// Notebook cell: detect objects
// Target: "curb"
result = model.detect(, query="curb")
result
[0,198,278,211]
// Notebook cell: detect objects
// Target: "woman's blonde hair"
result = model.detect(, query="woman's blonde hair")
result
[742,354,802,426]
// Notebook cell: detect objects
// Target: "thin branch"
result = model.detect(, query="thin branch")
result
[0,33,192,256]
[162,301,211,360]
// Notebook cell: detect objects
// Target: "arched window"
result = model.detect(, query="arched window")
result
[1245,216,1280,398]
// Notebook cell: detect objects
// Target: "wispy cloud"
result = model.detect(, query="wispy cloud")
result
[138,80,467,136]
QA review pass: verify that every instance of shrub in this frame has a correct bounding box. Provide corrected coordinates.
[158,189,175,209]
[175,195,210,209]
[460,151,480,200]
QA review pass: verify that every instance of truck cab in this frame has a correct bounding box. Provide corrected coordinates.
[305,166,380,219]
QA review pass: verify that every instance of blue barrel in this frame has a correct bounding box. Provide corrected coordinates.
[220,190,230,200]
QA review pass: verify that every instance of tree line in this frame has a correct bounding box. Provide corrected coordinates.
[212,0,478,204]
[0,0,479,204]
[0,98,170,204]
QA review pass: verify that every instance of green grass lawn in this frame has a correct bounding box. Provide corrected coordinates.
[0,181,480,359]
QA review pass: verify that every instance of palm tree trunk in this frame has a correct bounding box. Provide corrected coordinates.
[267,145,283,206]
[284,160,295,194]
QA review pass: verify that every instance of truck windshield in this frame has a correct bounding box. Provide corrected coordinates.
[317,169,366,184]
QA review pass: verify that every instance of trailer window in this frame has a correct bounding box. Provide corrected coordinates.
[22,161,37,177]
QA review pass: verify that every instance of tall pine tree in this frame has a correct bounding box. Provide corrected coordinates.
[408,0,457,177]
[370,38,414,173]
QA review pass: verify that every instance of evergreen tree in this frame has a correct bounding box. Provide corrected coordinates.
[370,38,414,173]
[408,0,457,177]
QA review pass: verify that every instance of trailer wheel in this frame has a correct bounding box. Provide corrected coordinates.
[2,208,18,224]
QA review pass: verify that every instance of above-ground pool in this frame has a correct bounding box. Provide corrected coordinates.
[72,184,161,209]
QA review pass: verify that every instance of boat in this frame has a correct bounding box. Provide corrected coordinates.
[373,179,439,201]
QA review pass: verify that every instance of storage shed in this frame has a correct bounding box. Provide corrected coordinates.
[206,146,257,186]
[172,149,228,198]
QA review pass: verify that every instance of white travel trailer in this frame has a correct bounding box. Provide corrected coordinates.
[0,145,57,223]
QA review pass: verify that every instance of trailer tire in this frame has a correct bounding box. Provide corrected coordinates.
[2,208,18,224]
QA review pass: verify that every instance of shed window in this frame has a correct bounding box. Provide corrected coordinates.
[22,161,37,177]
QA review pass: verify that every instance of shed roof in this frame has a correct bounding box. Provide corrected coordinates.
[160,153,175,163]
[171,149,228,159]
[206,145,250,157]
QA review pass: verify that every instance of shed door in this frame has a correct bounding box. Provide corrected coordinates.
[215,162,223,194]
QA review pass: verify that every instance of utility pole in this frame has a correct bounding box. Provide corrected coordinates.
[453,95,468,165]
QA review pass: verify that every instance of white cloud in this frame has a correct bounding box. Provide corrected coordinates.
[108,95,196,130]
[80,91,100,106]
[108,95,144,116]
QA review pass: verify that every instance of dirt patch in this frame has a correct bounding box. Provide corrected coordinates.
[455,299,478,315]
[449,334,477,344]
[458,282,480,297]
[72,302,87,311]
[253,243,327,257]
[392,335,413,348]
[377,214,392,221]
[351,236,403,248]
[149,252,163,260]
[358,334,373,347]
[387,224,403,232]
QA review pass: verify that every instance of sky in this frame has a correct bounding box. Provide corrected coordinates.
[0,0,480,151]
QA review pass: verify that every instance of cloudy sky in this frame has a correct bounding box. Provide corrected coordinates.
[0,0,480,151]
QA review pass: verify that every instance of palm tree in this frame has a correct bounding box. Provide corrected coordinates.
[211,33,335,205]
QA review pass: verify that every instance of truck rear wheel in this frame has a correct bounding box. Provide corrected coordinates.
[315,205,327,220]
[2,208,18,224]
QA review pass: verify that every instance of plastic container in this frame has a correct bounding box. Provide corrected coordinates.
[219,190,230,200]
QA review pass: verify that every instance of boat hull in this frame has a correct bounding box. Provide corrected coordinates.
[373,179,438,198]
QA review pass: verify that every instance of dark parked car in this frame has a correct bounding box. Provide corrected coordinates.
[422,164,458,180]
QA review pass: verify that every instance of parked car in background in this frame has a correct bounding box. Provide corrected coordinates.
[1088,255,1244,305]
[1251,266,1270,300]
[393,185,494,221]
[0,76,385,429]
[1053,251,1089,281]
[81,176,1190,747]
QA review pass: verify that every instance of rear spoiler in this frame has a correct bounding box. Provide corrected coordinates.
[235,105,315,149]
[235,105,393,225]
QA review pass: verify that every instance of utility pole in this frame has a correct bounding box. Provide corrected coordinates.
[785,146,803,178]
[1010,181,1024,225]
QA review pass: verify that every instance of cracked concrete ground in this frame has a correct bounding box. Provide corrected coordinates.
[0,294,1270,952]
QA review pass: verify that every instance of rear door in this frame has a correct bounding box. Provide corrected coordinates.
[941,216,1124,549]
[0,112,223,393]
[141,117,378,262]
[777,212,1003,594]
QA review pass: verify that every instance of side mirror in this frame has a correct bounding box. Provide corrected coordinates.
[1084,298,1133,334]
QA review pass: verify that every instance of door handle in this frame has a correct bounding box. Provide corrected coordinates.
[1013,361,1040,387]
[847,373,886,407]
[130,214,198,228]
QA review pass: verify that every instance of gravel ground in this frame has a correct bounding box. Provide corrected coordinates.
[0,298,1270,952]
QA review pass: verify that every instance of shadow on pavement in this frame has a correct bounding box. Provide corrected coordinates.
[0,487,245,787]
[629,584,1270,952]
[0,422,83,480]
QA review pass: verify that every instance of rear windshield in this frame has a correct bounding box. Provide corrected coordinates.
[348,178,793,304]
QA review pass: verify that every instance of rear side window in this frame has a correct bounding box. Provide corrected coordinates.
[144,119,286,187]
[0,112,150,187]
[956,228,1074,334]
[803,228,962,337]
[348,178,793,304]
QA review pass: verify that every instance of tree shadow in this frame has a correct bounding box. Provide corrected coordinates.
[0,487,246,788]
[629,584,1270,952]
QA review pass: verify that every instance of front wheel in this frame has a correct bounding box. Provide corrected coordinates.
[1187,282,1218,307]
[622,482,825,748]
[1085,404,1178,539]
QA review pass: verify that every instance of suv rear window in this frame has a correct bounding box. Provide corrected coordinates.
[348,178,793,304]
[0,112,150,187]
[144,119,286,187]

## Goal
Take the line in which "QA review pass: verify that every instance of tree shadow" occurs and each subsequent line through the end; give these lines again without alteration.

## Answer to this problem
QA review pass: verify that every instance of tree shadow in this frame has a correct bounding box. Provide corrected coordinates.
[0,487,246,788]
[629,584,1270,952]
QA review pass: verify that every instance of front wheel in this frame has a correct bounding box. Provide corrected coordinates.
[1187,282,1218,307]
[622,482,825,748]
[1085,404,1178,539]
QA review pass: verify that every instance of suv rear window in this frame has a correct bounding box. Provide corrected coordinates.
[348,178,793,304]
[0,112,150,187]
[144,119,286,187]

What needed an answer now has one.